- **WORK INSTRUCTIONS**:
From top to bottom, retype the data exactly, passing over any picture.

(Natural-language object grounding data)
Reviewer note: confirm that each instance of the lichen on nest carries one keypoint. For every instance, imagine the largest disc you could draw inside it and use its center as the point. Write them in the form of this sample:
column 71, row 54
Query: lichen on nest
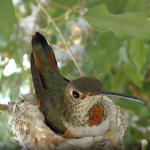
column 28, row 124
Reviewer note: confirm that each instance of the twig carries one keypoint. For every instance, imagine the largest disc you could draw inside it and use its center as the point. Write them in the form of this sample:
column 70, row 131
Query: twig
column 144, row 144
column 5, row 109
column 49, row 17
column 64, row 7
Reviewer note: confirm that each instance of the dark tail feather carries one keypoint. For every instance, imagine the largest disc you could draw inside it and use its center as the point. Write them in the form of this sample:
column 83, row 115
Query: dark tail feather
column 45, row 102
column 43, row 54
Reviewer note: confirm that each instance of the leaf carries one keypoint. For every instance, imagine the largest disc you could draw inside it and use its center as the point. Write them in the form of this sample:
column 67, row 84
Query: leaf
column 118, row 81
column 136, row 6
column 105, row 53
column 123, row 25
column 138, row 52
column 133, row 75
column 7, row 17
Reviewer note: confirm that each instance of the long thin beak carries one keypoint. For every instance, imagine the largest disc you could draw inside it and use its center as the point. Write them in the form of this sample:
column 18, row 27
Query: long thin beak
column 107, row 93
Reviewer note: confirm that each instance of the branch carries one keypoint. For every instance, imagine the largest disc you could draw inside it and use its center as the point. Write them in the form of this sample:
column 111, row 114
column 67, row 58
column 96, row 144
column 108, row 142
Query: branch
column 53, row 22
column 5, row 109
column 64, row 7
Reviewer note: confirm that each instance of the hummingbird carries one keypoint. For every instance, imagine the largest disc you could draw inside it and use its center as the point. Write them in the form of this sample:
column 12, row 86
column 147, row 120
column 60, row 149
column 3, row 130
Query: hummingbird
column 74, row 107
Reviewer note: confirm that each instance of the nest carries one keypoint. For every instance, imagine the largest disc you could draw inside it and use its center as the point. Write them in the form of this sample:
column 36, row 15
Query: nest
column 28, row 124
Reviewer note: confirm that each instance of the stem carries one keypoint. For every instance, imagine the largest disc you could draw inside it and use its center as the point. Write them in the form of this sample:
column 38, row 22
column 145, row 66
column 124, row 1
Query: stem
column 53, row 22
column 64, row 7
column 144, row 144
column 4, row 109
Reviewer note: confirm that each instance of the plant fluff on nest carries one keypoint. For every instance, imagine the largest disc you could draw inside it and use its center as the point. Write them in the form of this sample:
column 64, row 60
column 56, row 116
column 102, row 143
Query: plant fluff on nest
column 28, row 124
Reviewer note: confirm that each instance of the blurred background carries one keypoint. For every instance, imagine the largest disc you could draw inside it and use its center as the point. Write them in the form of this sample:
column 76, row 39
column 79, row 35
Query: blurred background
column 123, row 65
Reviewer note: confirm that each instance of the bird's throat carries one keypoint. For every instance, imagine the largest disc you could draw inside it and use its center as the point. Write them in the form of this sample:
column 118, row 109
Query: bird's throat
column 96, row 115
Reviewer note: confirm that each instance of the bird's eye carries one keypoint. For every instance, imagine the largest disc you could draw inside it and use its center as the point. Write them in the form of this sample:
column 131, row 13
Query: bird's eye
column 75, row 94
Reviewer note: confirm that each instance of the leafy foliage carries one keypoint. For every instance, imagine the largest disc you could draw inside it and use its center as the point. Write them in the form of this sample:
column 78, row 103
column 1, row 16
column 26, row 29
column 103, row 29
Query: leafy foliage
column 6, row 25
column 122, row 64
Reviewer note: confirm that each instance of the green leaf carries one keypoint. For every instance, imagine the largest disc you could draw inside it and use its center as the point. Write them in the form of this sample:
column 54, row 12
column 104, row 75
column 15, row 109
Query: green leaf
column 133, row 75
column 136, row 6
column 123, row 25
column 118, row 81
column 138, row 52
column 7, row 17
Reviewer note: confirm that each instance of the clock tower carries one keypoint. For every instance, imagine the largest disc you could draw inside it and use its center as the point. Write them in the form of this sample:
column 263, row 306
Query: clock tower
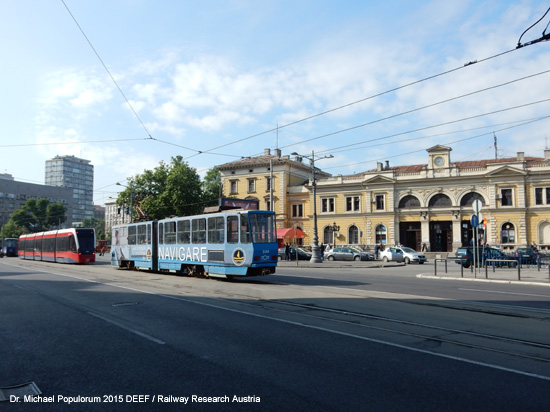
column 439, row 157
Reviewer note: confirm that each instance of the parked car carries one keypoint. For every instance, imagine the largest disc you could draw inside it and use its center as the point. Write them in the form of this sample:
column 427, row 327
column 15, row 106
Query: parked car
column 346, row 253
column 411, row 255
column 302, row 254
column 526, row 255
column 370, row 256
column 391, row 254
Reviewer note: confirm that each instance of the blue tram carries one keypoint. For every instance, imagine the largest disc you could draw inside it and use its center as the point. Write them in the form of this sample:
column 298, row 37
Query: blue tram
column 225, row 244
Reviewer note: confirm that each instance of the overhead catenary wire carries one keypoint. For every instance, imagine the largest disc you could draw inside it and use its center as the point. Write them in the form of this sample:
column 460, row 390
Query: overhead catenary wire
column 210, row 151
column 445, row 143
column 114, row 80
column 356, row 102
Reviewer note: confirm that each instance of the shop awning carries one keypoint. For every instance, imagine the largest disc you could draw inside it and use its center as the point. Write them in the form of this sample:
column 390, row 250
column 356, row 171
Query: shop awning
column 288, row 233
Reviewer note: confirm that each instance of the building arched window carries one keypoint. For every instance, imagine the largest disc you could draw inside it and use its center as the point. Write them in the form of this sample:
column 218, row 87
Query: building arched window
column 353, row 235
column 440, row 200
column 544, row 233
column 409, row 201
column 469, row 198
column 507, row 233
column 381, row 234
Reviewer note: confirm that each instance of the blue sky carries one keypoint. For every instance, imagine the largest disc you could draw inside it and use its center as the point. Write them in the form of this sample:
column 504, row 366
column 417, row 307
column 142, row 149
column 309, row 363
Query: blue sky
column 204, row 74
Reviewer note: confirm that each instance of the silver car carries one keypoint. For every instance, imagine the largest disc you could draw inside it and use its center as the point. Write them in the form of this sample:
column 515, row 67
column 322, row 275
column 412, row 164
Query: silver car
column 411, row 255
column 346, row 253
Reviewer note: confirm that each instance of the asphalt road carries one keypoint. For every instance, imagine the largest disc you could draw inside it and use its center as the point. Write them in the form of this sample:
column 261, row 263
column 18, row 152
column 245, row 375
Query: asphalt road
column 309, row 340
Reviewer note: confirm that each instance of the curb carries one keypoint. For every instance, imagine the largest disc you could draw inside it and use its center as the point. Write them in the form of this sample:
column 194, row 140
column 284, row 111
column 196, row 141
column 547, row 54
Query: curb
column 509, row 282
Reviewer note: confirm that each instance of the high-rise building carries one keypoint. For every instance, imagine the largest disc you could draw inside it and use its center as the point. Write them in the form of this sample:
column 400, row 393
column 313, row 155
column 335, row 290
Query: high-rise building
column 78, row 175
column 14, row 194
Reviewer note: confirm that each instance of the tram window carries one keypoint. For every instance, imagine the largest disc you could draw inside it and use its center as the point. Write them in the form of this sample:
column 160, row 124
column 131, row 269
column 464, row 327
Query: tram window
column 245, row 233
column 232, row 229
column 61, row 243
column 72, row 244
column 142, row 234
column 170, row 233
column 215, row 229
column 262, row 228
column 161, row 233
column 199, row 231
column 131, row 235
column 184, row 231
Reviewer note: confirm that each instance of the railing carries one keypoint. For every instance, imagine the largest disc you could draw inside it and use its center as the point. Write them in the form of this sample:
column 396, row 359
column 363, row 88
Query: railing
column 512, row 263
column 446, row 260
column 494, row 263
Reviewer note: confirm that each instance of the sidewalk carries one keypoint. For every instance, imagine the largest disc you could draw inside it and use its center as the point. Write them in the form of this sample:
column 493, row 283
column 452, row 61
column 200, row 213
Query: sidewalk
column 338, row 264
column 528, row 275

- **ANSWER BOX**:
Reviewer note: confirm that each instance of the lichen on nest carries one keypoint. For every instance, imagine the largest disc you could draw inside it and use its center as the point. Write them in the form of this sample:
column 71, row 54
Query: lichen on nest
column 28, row 124
Reviewer note: confirm that each instance of the twig carries one keypoint. For every instance, imagine the largest disc you could draw inside it and use its center as the point. Write them in the form of this sample:
column 70, row 131
Query: twig
column 144, row 144
column 5, row 109
column 49, row 17
column 64, row 7
Reviewer note: confirm that each instance of the dark tail feather carries one keypoint. For every instance, imagine the largest disc you could draw inside it and use its center as the point. Write them in the form of this sample:
column 83, row 115
Query: dark tail feather
column 45, row 102
column 43, row 54
Reviewer note: confirm that each instance of the leaf carries one keypoint. For every instance, imagine the largest disc you could draw inside it and use its center as the point. Write them in the form of this sample:
column 67, row 84
Query: leaf
column 118, row 81
column 136, row 6
column 105, row 53
column 123, row 25
column 138, row 52
column 133, row 75
column 7, row 17
Reviewer note: confirm that each instance of the long thin beak carries one keypoint. For every instance, imagine the largest disc you could draw inside it and use its center as the point. Write them in the form of this sample:
column 18, row 27
Query: long thin beak
column 107, row 93
Reviewer note: confirm that each instance of the branch carries one keypoint. For every instance, imagine the largest disc you could draw inside it and use its center as the point. Write them in the form of this sample:
column 111, row 114
column 67, row 58
column 96, row 144
column 108, row 142
Query: branch
column 53, row 22
column 5, row 109
column 64, row 7
Reviewer note: confirm that each instance of the hummingbird carries one keypoint. For every instance, imagine the largest disc you could draw inside it and use its center as the point. Write them in the form of this sample:
column 12, row 86
column 147, row 120
column 60, row 149
column 3, row 130
Query: hummingbird
column 74, row 107
Reviewer note: confirm that each instance of the nest carries one keypoint. For every instance, imagine the largest disc you could draw inside it and use its center as the point. Write them in the form of this sample:
column 36, row 15
Query: nest
column 28, row 124
Reviewer note: confirm that each instance of the stem carries one keypoint. For every instance, imagine the largest disc you could draw inside it and use its center as the point. Write them in the form of this sample:
column 38, row 22
column 145, row 66
column 124, row 1
Query: stem
column 53, row 22
column 64, row 7
column 144, row 144
column 4, row 109
Reviewer note: confirm that each instance of the plant fluff on nest carries one keypoint. For every instance, imagine the largest disc you could draw inside it and use its center as the point. Write them in the form of this sample:
column 64, row 60
column 56, row 116
column 102, row 143
Query: plant fluff on nest
column 28, row 124
Reviewer note: confirm that each instance of the blurred background carries one keypoint. For every instance, imagine the largest disc you could draw inside it and use its center as the point. Write them in the form of this sample:
column 76, row 39
column 79, row 35
Query: blurred background
column 123, row 65
Reviewer note: confirm that each instance of the bird's throat carries one keypoint. For every instance, imagine the largest disc you could draw inside it and use its center as the point. Write them in the form of this sample:
column 118, row 109
Query: bird's throat
column 96, row 115
Reviewer note: confirm that each instance of the bird's eye carries one keypoint. For every instance, imagine the largest disc you could draw inside it and use its center as the point. Write them in the form of this sample:
column 131, row 13
Query: bird's eye
column 75, row 94
Reviewer note: confirm that each instance of the leafy foliage carries one keypoint. For every instance, imagine the largest disc you could draw inside it and use its center as the point. Write them in the form of this sample:
column 78, row 103
column 1, row 16
column 26, row 29
column 103, row 29
Query: leafy foliage
column 6, row 25
column 122, row 64
Reviewer note: confirm that each instance of the green leaf carries one keypoint. For every instance, imagine the largest disc you could draw inside it and use its center as the point. Write them in the form of this sample:
column 54, row 12
column 104, row 75
column 15, row 109
Query: green leaf
column 133, row 75
column 136, row 6
column 123, row 25
column 118, row 81
column 138, row 52
column 7, row 17
Reviewer note: confirm that each instance of the clock tower carries one keypoint. For every instance, imagine the largest disc you could draw inside it and use its center as the point. Write them in the form of this sample:
column 263, row 306
Query: clock tower
column 439, row 157
Reviewer note: confirm that each instance of the parked car carries one keypoint. For every instance, imagine the largest disc you could draw inside it and use its center as the point. Write them in the form of this sample:
column 427, row 327
column 15, row 106
Query: parked car
column 346, row 253
column 411, row 255
column 302, row 254
column 526, row 255
column 370, row 256
column 391, row 254
Reviewer note: confirm that each instance of the blue tram carries one keypoint. For every instance, imagine the largest disc you could draw inside it and use its center as the point. Write them in the form of this sample:
column 298, row 37
Query: blue tram
column 225, row 244
Reviewer note: confirm that each instance of the overhead catenary wire carries one keypoint. For every instance, imagine the largest disc you could draw inside it and use its center as the point. Write them in the form of this sample:
column 460, row 390
Query: overhead catenary wire
column 210, row 151
column 445, row 143
column 114, row 80
column 356, row 102
Reviewer note: confirm that each instance of the shop awning carries one keypoint. For every instance, imagine the largest disc you could draw inside it and use its center as the point. Write them in the form of this sample:
column 390, row 250
column 356, row 171
Query: shop awning
column 288, row 233
Reviewer note: confirm that each instance of the building arched window carries one keypoint. For every instance, imagine the largest disc you could draw inside it and use its center as the point. Write them in the form of this sample:
column 218, row 87
Query: building arched window
column 353, row 235
column 440, row 200
column 544, row 233
column 409, row 201
column 469, row 198
column 507, row 233
column 381, row 234
Reviewer note: confirm that each instance of the blue sky carries one keypoint. For every instance, imagine the largest disc you could draw inside it and use its center as the point. Write them in the form of this sample:
column 504, row 366
column 417, row 307
column 142, row 149
column 309, row 363
Query: blue sky
column 204, row 74
Reviewer note: confirm that each instance of the silver car carries one keypoint. For every instance, imagine the largest disc you could draw inside it and use its center as the point. Write them in the form of this sample:
column 515, row 67
column 322, row 275
column 412, row 164
Query: silver car
column 411, row 255
column 346, row 253
Reviewer note: confirm that each instance of the asphalt road carries one keypoint. For every instance, imagine the largest disc you could draw inside it and use its center as the point. Write them in the form of this sample:
column 261, row 263
column 18, row 152
column 245, row 375
Query: asphalt road
column 309, row 340
Reviewer note: confirm that each instance of the curb carries one keypoint. For every instance, imagine the largest disc you could draw inside it and use its center as the point. Write them in the form of this sample:
column 194, row 140
column 284, row 111
column 196, row 141
column 547, row 54
Query: curb
column 509, row 282
Reviewer note: confirm that each instance of the high-rise building carries one keypoint. For every instance, imagine the largest disc you could draw inside it and use its center as the point. Write them in the form of this sample:
column 400, row 393
column 313, row 155
column 335, row 290
Query: high-rise building
column 78, row 175
column 14, row 194
Reviewer note: confirm that each instance of the tram window carries one keypoint. For every instance, imagine the largest disc you could draw inside it and use its center as the point. Write them in the form of this sample:
column 160, row 124
column 131, row 269
column 464, row 327
Query: tram window
column 245, row 233
column 232, row 229
column 61, row 243
column 72, row 244
column 142, row 234
column 170, row 233
column 215, row 229
column 262, row 228
column 161, row 233
column 199, row 231
column 131, row 235
column 184, row 231
Reviewer note: confirm that each instance of the railing carries one keypoint. For every instance, imagine the largest disc you could draw inside it and use its center as the point. Write them in the form of this sample:
column 396, row 359
column 363, row 88
Query: railing
column 512, row 263
column 446, row 260
column 494, row 263
Reviewer note: confirm that each instance of the sidewalk carries one keypoint. For every instance, imagine the largest disc you could draw inside it and use its center as the point. Write them in the form of this sample:
column 493, row 283
column 452, row 61
column 200, row 213
Query: sidewalk
column 338, row 264
column 528, row 275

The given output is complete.